- TASK: Retype the records exactly, including every line.

◆ ◆ ◆ ◆

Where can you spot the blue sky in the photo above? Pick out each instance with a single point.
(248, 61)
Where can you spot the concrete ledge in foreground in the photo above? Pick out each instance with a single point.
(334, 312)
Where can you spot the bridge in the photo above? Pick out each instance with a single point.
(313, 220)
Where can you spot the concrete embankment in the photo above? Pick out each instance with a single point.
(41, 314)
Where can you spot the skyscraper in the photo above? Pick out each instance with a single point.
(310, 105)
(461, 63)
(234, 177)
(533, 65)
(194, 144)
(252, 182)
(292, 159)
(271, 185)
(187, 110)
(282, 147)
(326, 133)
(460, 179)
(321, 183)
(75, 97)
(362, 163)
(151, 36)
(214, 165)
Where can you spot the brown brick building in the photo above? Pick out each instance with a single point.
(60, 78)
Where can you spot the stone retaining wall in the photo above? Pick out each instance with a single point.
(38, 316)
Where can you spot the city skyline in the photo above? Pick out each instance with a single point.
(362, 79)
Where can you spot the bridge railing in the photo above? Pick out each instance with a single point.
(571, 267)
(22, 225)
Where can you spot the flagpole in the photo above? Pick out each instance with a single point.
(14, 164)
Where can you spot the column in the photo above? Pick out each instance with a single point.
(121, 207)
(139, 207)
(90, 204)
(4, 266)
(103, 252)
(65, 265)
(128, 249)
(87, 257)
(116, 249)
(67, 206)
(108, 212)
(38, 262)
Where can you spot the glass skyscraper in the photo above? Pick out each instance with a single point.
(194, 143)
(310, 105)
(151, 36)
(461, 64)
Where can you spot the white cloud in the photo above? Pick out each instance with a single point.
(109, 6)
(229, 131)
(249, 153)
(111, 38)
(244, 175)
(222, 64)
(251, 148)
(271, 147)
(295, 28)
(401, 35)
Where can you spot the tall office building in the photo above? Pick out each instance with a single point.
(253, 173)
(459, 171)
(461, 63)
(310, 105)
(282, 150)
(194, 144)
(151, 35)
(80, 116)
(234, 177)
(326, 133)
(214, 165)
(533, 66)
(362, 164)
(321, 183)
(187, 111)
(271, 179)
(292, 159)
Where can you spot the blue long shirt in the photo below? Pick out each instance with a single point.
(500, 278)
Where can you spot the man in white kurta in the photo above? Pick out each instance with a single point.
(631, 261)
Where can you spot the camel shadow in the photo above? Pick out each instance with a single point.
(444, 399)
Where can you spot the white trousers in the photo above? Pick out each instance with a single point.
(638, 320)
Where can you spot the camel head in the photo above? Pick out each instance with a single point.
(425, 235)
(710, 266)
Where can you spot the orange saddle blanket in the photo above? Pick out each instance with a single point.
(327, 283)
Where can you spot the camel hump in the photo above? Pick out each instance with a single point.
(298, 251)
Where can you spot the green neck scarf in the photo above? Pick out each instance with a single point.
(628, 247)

◆ ◆ ◆ ◆

- EXERCISE SOLUTION:
Where can you spot the blue sky in the photo above? Pick out each instance with a single point.
(248, 61)
Where can you spot the concrete ledge in foreground in the photo above? Pick out each instance with a single point.
(334, 312)
Where can you spot the bridge in the photo above? Pick out each instance with a single point.
(313, 220)
Where can you spot the concrete embankment in the photo above? Pick out each instance with a single point.
(41, 314)
Where can you spot the skyscraper in the photo above? Pick out each instance with a single point.
(310, 105)
(461, 63)
(234, 177)
(533, 65)
(194, 144)
(252, 182)
(292, 159)
(271, 185)
(187, 110)
(282, 147)
(326, 133)
(460, 179)
(321, 183)
(75, 97)
(362, 163)
(151, 36)
(214, 165)
Where can you spot the brown brick building in the photo above? Pick out each instance with a single point.
(60, 78)
Where can you spot the stone retaining wall in the photo above? Pick out each instance with a single point.
(38, 316)
Where can you spot the city skyline in the photo above? Pick out each instance with a single point.
(362, 79)
Where can you spot the bridge railing in the photo above? Pick out each instance with a single point.
(571, 267)
(22, 225)
Where can you spot the flagpole in the photo above? Pick out each instance with a single point.
(14, 164)
Where can you spot the column in the photo above? Pick out each instance with a single point.
(121, 207)
(139, 207)
(90, 204)
(4, 266)
(103, 252)
(65, 265)
(128, 249)
(87, 257)
(116, 249)
(67, 206)
(108, 212)
(38, 262)
Where can you spot the glass skyscraper in the photo above? Pick out each instance with a single point.
(194, 143)
(310, 105)
(151, 36)
(461, 64)
Where can you spot the white cloud in the photo above? Pick out each instance with a single point.
(109, 6)
(229, 131)
(249, 153)
(111, 38)
(244, 175)
(222, 64)
(251, 148)
(271, 147)
(295, 28)
(401, 35)
Where can you spot the tall office building in the photo above? Pick out each instance with a single point.
(253, 173)
(459, 171)
(461, 63)
(310, 105)
(282, 150)
(194, 144)
(151, 35)
(80, 116)
(234, 177)
(326, 133)
(214, 165)
(533, 66)
(362, 164)
(321, 183)
(187, 111)
(271, 179)
(292, 159)
Where can you spot the blue long shirt in the photo below? Pick out each instance with a single point.
(500, 278)
Where can you spot the man in white kurta in the photo above? Pick out each instance with a single point.
(631, 261)
Where can you spot the camel shadow in the photo above? Pick out each instance with a single point.
(444, 399)
Where can you spot the white trousers in the photo above? Pick out each instance with a single point.
(638, 320)
Where can you spot the camel head in the photo above? Pick out each instance with a single point.
(425, 235)
(710, 266)
Where can you spot the orange saddle blanket in the photo above? Pick out each instance with a single point.
(327, 283)
Where can you spot the camel hump in the photo above? Pick out each instance with a single point.
(298, 251)
Where can you spot the green neck scarf in the photo above? Pick out each instance with a single point.
(628, 247)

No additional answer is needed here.